___ PAGE EXTRACT ___

Historically, the relationship between Siam (modern Thailand) and Cambodia has been extremely fluid, reflecting the region’s division into city states rather than nation states. These city states were bound together into empires by more or less strong political, military and tributary ties. In the 14th century, the centre of Thai power passed from Sukhothai to the more southerly Ayutthaya, in territory which had formed part of the Khmer empire. The threat posed by Ayutthaya to Angkor increased as its power grew, and in the 15th century Angkor itself was sacked.

The ensuing centuries saw numerous further incursions by the Siamese. For much of the 19th century, northern Cambodia, including Angkor, was ruled by Siam. The degree of independence enjoyed by Cambodia fluctuated according to the relative fortunes of Siam, Cambodia and the French colonists.

In 1907, Siam ceded northern Cambodia to France. In the 1930s, this loss became the basis of the nationalist government’s claim that the area was a “lost territory” which rightfully belonged to Thailand. In 1941, following a war with Vichy France, Thailand briefly regained the territories ceded to France in 1907. This claim was not abandoned until the 1950s.

Economic[edit]

Thailand’s rapid economic progress during the 1980s and 1990s made its economy one of the strongest in Southeast Asia. Conversely, the Cambodian Civil War, the Khmer Rouge government and the subsequent government of the People's Republic of Kampuchea, which failed to secure United Nations recognition, kept Cambodia economically weak. As a result, Thai businesses dominate part of the Cambodian economy, fueling resentment.

Cultural[edit]

Compared to Cambodia, Thailand has a far greater population and is more open to western influences. These factors have given Thailand a substantial cultural influence on Cambodian music and television. This is coupled with a perception on the part of many Cambodians that Thais are arrogant and racist towards their neighbors.

___ GIVEN INFORMATION ___

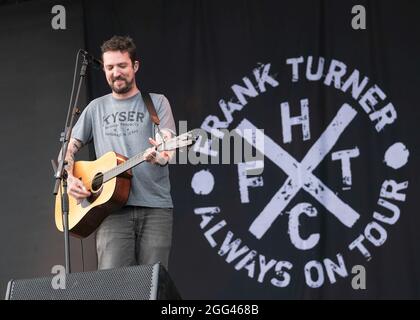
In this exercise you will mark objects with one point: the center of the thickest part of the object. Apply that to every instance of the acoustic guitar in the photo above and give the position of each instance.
(109, 180)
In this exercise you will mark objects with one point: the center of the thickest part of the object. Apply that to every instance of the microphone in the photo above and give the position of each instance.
(91, 59)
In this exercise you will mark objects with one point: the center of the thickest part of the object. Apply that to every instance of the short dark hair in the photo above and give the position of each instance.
(120, 43)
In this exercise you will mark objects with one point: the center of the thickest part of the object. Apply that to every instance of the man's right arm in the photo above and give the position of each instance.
(75, 187)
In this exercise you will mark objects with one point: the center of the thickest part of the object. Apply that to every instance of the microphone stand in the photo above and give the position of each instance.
(60, 172)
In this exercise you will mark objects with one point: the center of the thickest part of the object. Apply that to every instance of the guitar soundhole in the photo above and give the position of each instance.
(97, 182)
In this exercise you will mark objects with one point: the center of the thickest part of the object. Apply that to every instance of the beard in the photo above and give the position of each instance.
(124, 89)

___

(SET PROBLEM A) From the passage on Thai–Cambodian relations, set down the sentences beginning at the words "Cultural[edit]" and stopping after the words "towards their neighbors.".
(SET PROBLEM B)
Answer these questions using the passage on Thai–Cambodian relations:
(i) In which century was Angkor sacked?
(ii) In what year did Siam cede northern Cambodia to France?
(iii) Which government failed to secure United Nations recognition?
(SET PROBLEM C) Write what comes next in the passage on Thai–Cambodian relations, picking up after its final sentence.

(EXERCISE ANSWER A)
Cultural[edit]

Compared to Cambodia, Thailand has a far greater population and is more open to western influences. These factors have given Thailand a substantial cultural influence on Cambodian music and television. This is coupled with a perception on the part of many Cambodians that Thais are arrogant and racist towards their neighbors.

(EXERCISE ANSWER B)
(i) The 15th century.
(ii) 1907.
(iii) The People's Republic of Kampuchea.

(EXERCISE ANSWER C)
There has been a long history of dispute and misunderstanding between the Khmer and Thais. Conflicts and claims from both side had to led to great deal of resentment; this is despite the fact that Thailand’s and Cambodia’s culture are almost identical. No other country in Southeast Asia is as culturally similar to Thailand as Cambodia. The reason behind Khmer resentment for the Thais stem from the feeling of decline since the days of the Khmer empire, while the Thais have remained dominant in the region. There has also been different interpretations in the history of the two countries and the era of the Khmer empire. “This lack of understanding is reflected in the thinking of a considerable number of educated Thais and member of the ruling class, who distinguish between the Khom and the Khmer, considering them to be two separate ethnic group”.[1] They further go on to “assert that it was the Khom, not the Khmer, who built the majestic temple complexes at Ankor Wat and Angkor Thom and founded one of the world’s truly magnificent ancient empires”.[2] The Khmer resentment towards this attitude of Thai-centric view of historical accounts—true or not, was not newly founded in 2003. Despite the world consensus that the culture and the empire that rule the region originated from the Khmer; the fact that there are Thais that claim otherwise could be seen as an insult by some Khmer. In the 19th century “the Khmer kingdom narrowly escaped being swallowed by two stronger neighbors, Thailand on the east and Vietnam on the east”.[3] This created a fear in many Khmer that the neighboring country was out to conquer and erase Khmer identity.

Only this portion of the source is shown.